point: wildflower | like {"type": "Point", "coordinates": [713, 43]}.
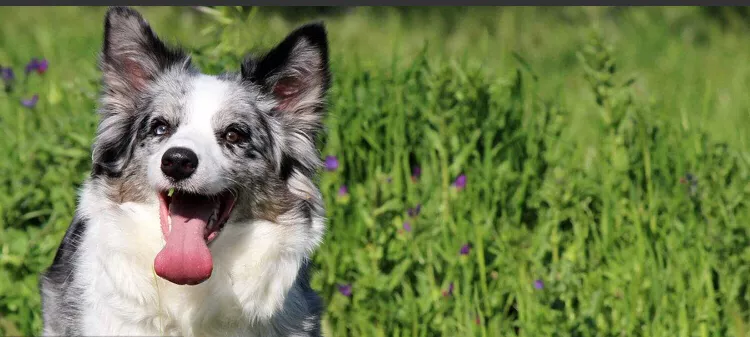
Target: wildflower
{"type": "Point", "coordinates": [407, 226]}
{"type": "Point", "coordinates": [343, 191]}
{"type": "Point", "coordinates": [36, 65]}
{"type": "Point", "coordinates": [332, 163]}
{"type": "Point", "coordinates": [465, 249]}
{"type": "Point", "coordinates": [345, 289]}
{"type": "Point", "coordinates": [414, 211]}
{"type": "Point", "coordinates": [448, 292]}
{"type": "Point", "coordinates": [416, 172]}
{"type": "Point", "coordinates": [7, 74]}
{"type": "Point", "coordinates": [42, 66]}
{"type": "Point", "coordinates": [31, 102]}
{"type": "Point", "coordinates": [460, 182]}
{"type": "Point", "coordinates": [8, 78]}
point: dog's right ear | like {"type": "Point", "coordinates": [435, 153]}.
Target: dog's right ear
{"type": "Point", "coordinates": [132, 54]}
{"type": "Point", "coordinates": [132, 57]}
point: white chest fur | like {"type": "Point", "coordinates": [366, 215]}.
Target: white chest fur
{"type": "Point", "coordinates": [253, 280]}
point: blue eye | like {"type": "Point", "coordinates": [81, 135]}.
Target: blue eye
{"type": "Point", "coordinates": [161, 129]}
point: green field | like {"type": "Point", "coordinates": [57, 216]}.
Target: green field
{"type": "Point", "coordinates": [605, 153]}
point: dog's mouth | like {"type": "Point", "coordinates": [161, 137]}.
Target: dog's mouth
{"type": "Point", "coordinates": [189, 223]}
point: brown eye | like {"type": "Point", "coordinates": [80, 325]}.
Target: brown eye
{"type": "Point", "coordinates": [232, 137]}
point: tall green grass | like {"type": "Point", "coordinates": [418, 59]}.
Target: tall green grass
{"type": "Point", "coordinates": [604, 151]}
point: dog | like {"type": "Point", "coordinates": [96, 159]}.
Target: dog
{"type": "Point", "coordinates": [201, 210]}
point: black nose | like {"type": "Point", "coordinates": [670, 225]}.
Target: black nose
{"type": "Point", "coordinates": [179, 163]}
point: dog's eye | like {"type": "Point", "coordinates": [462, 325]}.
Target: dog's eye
{"type": "Point", "coordinates": [233, 136]}
{"type": "Point", "coordinates": [160, 128]}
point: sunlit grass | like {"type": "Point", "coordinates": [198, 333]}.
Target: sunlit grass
{"type": "Point", "coordinates": [603, 153]}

■ THE EXERCISE
Without the pictures, output the full listing exactly as it stands.

■ PROBLEM SOLUTION
point: wildflower | like {"type": "Point", "coordinates": [713, 43]}.
Target: wildflower
{"type": "Point", "coordinates": [407, 226]}
{"type": "Point", "coordinates": [343, 191]}
{"type": "Point", "coordinates": [36, 65]}
{"type": "Point", "coordinates": [332, 163]}
{"type": "Point", "coordinates": [465, 249]}
{"type": "Point", "coordinates": [345, 289]}
{"type": "Point", "coordinates": [414, 211]}
{"type": "Point", "coordinates": [448, 292]}
{"type": "Point", "coordinates": [416, 172]}
{"type": "Point", "coordinates": [7, 74]}
{"type": "Point", "coordinates": [42, 66]}
{"type": "Point", "coordinates": [31, 102]}
{"type": "Point", "coordinates": [460, 182]}
{"type": "Point", "coordinates": [8, 78]}
point: dog's right ear | like {"type": "Point", "coordinates": [435, 153]}.
Target: dog's right ear
{"type": "Point", "coordinates": [132, 54]}
{"type": "Point", "coordinates": [132, 57]}
point: white chest fur | like {"type": "Point", "coordinates": [366, 215]}.
Target: white chest fur
{"type": "Point", "coordinates": [253, 280]}
point: blue eye | like {"type": "Point", "coordinates": [81, 135]}.
Target: blue eye
{"type": "Point", "coordinates": [161, 129]}
point: green field | like {"type": "Point", "coordinates": [57, 216]}.
Target: green field
{"type": "Point", "coordinates": [605, 153]}
point: dog's mouth | like {"type": "Point", "coordinates": [161, 137]}.
Target: dog's mouth
{"type": "Point", "coordinates": [189, 223]}
point: brown eye | like {"type": "Point", "coordinates": [80, 325]}.
Target: brown eye
{"type": "Point", "coordinates": [232, 137]}
point: tall green grass | like {"type": "Point", "coordinates": [418, 59]}.
Target: tall green grass
{"type": "Point", "coordinates": [604, 151]}
point: dog | like {"type": "Point", "coordinates": [96, 159]}.
Target: dog
{"type": "Point", "coordinates": [201, 210]}
point: black nose | like {"type": "Point", "coordinates": [670, 225]}.
Target: black nose
{"type": "Point", "coordinates": [179, 163]}
point: dog's eye | like {"type": "Point", "coordinates": [462, 325]}.
Target: dog's eye
{"type": "Point", "coordinates": [233, 136]}
{"type": "Point", "coordinates": [160, 128]}
point: sunlit grass | like {"type": "Point", "coordinates": [198, 333]}.
Target: sunlit grass
{"type": "Point", "coordinates": [603, 153]}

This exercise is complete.